Collected data entries
⁂
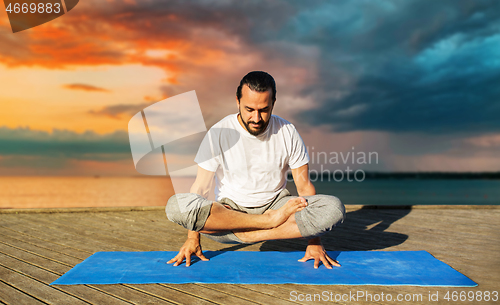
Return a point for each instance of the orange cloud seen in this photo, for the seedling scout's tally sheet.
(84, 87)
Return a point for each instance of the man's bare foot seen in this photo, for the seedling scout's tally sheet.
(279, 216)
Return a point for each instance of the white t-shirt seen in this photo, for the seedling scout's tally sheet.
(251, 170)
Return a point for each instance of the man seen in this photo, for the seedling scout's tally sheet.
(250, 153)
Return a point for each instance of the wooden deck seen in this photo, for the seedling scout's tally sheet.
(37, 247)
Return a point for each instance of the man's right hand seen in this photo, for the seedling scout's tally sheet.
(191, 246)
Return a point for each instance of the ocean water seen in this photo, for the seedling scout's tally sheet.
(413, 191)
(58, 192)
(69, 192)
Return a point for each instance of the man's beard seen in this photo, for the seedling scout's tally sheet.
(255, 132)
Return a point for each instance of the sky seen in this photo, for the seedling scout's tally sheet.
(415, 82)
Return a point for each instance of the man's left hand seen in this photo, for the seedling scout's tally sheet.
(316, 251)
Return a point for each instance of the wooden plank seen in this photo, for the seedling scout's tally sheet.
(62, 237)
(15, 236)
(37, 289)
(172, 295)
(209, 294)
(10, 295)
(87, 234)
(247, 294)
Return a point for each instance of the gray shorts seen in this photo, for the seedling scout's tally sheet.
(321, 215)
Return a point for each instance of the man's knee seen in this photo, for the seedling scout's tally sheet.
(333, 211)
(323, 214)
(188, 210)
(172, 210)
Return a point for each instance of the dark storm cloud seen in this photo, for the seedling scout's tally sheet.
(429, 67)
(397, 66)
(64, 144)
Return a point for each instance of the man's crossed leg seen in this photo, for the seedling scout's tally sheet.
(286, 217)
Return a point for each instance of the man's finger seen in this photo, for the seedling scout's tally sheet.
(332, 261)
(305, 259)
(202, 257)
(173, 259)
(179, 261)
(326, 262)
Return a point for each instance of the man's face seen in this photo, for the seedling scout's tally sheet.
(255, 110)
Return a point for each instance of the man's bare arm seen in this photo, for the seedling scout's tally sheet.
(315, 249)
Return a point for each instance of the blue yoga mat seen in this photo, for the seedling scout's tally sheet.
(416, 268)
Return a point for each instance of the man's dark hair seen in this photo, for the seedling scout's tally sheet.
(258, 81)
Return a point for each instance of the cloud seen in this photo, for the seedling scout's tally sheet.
⁂
§ Work to be completed:
Reproduce every item above word for word, omitting the pictures.

§ Solution:
Return a point for each instance of the orange cloud seen in this photo, for the seedling scout's tally sheet.
(84, 87)
Return a point for each instance of the man's bare foot seen in this photo, for the seedling scout's tally sheet.
(279, 216)
Return a point for each instance of the white t-shirt seen in this photo, for the seedling scout's tally sheet.
(251, 170)
Return a point for each instance of the man seen in this photo, for the seedling scout's tally sheet.
(250, 153)
Return a point for each instance of the wooden deck seen in this photo, for the seedling scout's tally sheet.
(37, 247)
Return a point for each instance of the man's right hand seen in this photo, for the seedling scout's tally sheet.
(191, 246)
Return a point for each instance of the ocean water seen in this photo, for the seedling scout's tally sheet.
(413, 191)
(58, 192)
(69, 192)
Return a point for each instance of the man's beard seen in this photo, for the seedling scout's tally sheet.
(255, 132)
Return a point for each instance of the sky seen in this photo, for the seedling scout's tally sheet.
(415, 82)
Return a point for each instance of the man's left hand seen in this photo, for the seedling scout's tally sheet.
(316, 251)
Return a point for each instance of the wooden plank seen in this photo, for the seedling scout's tally sheet.
(62, 237)
(15, 236)
(37, 289)
(172, 295)
(209, 294)
(10, 295)
(87, 234)
(247, 294)
Return a point for each instance of the gray shorts seen in this photo, for the seedling scout's tally sheet.
(321, 215)
Return a point for each instance of the man's knee seen in this photo, for the seedling scout's tally sheet.
(333, 211)
(323, 214)
(188, 210)
(172, 210)
Return a point for each instance of the dark storm cloud seen in this photo, for the seedling scout's tally sheet.
(429, 67)
(397, 66)
(64, 144)
Return a point for each instance of the man's crossed leg seen in this photo, for the seedling scout's tally sheet.
(286, 217)
Return a point for each instance of the man's finger seen in this photo, for the seedling scout's tally sheet.
(332, 261)
(305, 259)
(202, 257)
(173, 259)
(179, 261)
(326, 262)
Return a point for each instance of the man's face seen in this photo, for the seedling scout's tally sheet.
(255, 110)
Return a point for each instance of the man's bare arm seen in this photo, for the seedling scout's tally sheet.
(315, 249)
Return a point for each instance of the blue yoga mat seen in this photo, for the seedling scout's tally sheet.
(416, 268)
Return a point for each instance of the man's dark hair seen in this photo, for the seedling scout's tally sheet.
(258, 81)
Return a point for each instance of the cloud seen in this photo, for the seedling scout's tally sheet.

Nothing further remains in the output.